### Work instructions
Within the data that follows, tally every line containing "shirt". Provide only the tally.

### Data provided
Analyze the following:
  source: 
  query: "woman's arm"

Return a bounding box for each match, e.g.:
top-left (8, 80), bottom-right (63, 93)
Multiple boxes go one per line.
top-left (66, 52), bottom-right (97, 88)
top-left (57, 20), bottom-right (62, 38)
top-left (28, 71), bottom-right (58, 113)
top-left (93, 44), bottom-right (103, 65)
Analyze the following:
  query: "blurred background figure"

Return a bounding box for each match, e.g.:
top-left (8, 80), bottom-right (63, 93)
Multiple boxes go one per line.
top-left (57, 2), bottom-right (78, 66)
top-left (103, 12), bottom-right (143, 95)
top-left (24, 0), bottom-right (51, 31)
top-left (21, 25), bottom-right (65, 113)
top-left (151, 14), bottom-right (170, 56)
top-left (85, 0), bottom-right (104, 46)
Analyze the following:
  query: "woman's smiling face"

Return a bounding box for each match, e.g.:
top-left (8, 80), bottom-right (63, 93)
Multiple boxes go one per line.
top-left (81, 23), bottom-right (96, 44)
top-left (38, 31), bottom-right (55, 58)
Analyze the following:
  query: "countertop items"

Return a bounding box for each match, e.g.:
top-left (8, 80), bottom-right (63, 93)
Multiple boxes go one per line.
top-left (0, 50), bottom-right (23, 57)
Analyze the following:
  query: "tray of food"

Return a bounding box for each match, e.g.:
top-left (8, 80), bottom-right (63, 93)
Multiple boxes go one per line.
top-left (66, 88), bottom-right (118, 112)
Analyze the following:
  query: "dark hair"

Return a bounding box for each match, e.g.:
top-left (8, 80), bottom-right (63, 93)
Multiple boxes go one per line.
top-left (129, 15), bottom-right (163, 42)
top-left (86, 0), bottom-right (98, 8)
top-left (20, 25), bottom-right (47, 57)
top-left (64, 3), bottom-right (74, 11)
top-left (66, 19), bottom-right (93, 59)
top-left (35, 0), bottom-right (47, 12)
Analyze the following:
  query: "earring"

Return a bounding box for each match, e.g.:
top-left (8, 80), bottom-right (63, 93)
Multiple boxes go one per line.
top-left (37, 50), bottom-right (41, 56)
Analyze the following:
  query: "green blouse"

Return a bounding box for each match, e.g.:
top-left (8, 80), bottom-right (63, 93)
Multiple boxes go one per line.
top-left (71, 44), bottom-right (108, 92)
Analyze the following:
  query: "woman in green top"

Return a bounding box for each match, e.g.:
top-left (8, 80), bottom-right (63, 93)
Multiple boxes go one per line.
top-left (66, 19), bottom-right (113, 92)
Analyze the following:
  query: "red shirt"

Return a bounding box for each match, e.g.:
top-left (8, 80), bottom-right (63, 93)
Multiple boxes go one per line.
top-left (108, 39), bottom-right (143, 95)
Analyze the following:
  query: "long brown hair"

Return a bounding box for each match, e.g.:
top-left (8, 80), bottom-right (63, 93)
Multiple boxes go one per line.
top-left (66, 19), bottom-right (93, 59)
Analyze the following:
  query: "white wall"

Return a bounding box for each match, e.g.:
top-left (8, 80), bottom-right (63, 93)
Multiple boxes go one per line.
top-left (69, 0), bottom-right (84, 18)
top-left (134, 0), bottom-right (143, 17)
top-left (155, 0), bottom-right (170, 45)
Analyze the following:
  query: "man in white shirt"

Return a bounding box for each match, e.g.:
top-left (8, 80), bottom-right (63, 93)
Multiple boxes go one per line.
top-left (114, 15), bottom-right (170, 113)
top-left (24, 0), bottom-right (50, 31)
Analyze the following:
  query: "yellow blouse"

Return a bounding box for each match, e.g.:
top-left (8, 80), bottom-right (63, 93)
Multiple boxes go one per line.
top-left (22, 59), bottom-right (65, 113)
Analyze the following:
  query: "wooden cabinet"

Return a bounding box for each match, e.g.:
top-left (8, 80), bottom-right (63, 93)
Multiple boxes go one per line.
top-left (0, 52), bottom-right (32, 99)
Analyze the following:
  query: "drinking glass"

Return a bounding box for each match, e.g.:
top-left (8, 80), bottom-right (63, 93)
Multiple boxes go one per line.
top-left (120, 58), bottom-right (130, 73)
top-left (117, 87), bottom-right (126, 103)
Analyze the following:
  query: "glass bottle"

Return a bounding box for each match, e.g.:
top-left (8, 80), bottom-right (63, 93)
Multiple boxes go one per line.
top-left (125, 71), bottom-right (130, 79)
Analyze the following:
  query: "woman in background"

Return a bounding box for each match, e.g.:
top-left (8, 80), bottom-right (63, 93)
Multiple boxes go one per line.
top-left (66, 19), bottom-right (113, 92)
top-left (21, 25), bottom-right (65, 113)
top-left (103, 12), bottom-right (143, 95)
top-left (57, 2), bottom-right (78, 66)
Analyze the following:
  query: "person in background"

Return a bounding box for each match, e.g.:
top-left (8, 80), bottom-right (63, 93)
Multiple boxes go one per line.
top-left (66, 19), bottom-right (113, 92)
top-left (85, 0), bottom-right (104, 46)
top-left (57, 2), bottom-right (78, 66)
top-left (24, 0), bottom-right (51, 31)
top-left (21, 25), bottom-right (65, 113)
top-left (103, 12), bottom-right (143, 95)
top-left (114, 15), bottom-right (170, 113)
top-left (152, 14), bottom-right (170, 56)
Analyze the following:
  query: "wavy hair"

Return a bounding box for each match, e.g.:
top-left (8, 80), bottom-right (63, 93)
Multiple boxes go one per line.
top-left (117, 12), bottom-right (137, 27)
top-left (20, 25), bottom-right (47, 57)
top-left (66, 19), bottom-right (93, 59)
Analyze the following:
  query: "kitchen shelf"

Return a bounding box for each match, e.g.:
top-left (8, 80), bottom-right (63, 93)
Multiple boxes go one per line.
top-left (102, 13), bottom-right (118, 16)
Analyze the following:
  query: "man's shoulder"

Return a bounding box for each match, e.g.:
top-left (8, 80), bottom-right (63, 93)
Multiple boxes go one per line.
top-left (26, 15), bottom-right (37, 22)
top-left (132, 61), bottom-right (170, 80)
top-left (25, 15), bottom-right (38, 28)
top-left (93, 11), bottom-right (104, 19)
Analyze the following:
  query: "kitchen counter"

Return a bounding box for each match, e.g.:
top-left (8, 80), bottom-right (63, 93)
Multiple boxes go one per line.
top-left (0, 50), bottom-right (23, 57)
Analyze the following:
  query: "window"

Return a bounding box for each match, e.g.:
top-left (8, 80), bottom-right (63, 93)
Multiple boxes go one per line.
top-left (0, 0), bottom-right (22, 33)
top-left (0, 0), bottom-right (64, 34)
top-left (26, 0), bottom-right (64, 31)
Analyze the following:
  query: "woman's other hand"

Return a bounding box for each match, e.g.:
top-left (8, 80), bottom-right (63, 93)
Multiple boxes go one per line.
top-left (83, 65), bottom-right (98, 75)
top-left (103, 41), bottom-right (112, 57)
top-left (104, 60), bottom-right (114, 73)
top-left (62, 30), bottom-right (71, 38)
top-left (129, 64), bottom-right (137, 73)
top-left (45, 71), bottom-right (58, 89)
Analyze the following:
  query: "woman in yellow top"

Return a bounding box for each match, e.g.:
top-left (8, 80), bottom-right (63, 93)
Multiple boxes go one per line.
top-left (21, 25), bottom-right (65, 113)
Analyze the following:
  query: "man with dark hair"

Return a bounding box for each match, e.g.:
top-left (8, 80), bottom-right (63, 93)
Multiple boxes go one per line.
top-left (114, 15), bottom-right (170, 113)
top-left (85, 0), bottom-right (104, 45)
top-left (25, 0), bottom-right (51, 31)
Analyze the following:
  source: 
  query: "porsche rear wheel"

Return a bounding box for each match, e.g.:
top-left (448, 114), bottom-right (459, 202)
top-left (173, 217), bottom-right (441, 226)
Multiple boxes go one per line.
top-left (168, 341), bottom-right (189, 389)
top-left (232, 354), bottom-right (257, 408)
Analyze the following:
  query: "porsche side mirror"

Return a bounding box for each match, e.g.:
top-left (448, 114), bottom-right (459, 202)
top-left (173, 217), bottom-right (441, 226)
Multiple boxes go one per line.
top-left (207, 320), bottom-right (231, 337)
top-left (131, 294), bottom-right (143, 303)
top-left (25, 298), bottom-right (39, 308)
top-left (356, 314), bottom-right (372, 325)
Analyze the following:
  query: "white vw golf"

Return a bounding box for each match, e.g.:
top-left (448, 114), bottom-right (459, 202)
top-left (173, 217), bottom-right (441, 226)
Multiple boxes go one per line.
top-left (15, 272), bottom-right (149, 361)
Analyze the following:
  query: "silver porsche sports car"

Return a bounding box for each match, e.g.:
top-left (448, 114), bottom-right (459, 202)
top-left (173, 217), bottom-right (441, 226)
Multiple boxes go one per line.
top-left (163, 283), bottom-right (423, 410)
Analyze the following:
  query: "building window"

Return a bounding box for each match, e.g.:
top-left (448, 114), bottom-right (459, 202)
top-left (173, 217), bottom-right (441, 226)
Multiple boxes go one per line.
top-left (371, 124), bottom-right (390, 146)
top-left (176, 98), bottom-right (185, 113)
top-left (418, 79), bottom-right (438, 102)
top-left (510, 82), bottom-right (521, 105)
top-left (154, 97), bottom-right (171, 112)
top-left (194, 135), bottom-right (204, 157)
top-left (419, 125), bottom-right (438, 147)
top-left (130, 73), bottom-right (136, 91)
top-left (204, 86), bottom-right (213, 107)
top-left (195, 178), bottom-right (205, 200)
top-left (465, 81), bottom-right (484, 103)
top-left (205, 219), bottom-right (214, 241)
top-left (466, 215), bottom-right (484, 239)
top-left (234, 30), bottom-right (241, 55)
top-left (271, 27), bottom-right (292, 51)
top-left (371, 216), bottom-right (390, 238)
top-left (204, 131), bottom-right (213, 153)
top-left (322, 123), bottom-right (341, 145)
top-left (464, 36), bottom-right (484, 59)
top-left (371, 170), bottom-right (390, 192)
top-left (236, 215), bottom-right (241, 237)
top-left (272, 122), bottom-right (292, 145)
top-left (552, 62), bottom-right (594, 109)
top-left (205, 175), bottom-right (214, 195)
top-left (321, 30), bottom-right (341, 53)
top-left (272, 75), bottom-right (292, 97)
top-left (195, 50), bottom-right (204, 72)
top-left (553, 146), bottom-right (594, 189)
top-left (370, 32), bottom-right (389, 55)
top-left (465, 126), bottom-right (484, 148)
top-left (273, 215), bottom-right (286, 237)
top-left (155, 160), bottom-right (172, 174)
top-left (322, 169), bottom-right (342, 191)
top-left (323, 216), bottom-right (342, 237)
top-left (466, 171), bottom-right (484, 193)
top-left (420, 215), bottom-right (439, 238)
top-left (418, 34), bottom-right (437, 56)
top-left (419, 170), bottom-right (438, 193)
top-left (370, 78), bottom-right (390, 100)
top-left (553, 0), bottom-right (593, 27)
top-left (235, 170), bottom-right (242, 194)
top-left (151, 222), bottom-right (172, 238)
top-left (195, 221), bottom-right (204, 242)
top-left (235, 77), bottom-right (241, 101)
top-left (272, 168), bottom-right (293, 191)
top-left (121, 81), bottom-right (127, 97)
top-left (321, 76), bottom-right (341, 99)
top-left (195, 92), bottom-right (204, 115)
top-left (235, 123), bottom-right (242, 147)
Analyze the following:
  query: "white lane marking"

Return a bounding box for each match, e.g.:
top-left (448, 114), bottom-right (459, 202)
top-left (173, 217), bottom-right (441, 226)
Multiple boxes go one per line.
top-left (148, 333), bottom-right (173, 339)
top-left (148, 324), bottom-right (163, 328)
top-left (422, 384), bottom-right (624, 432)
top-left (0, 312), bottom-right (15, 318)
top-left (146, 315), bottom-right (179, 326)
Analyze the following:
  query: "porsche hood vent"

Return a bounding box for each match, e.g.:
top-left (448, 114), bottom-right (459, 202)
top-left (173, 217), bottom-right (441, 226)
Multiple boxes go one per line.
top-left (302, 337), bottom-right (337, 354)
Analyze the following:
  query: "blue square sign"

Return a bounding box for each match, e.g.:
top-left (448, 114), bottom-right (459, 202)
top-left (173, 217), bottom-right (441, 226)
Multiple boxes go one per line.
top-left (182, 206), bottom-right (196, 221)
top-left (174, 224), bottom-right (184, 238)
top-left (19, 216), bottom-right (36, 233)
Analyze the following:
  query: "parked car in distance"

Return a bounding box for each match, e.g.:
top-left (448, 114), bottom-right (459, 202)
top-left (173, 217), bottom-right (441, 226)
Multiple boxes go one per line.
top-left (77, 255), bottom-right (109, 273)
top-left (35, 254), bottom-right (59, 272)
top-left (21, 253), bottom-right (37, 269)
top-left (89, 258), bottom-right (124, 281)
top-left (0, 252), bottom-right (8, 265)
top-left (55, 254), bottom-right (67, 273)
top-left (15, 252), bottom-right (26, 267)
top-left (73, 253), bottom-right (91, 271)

### Answer to the exercise
2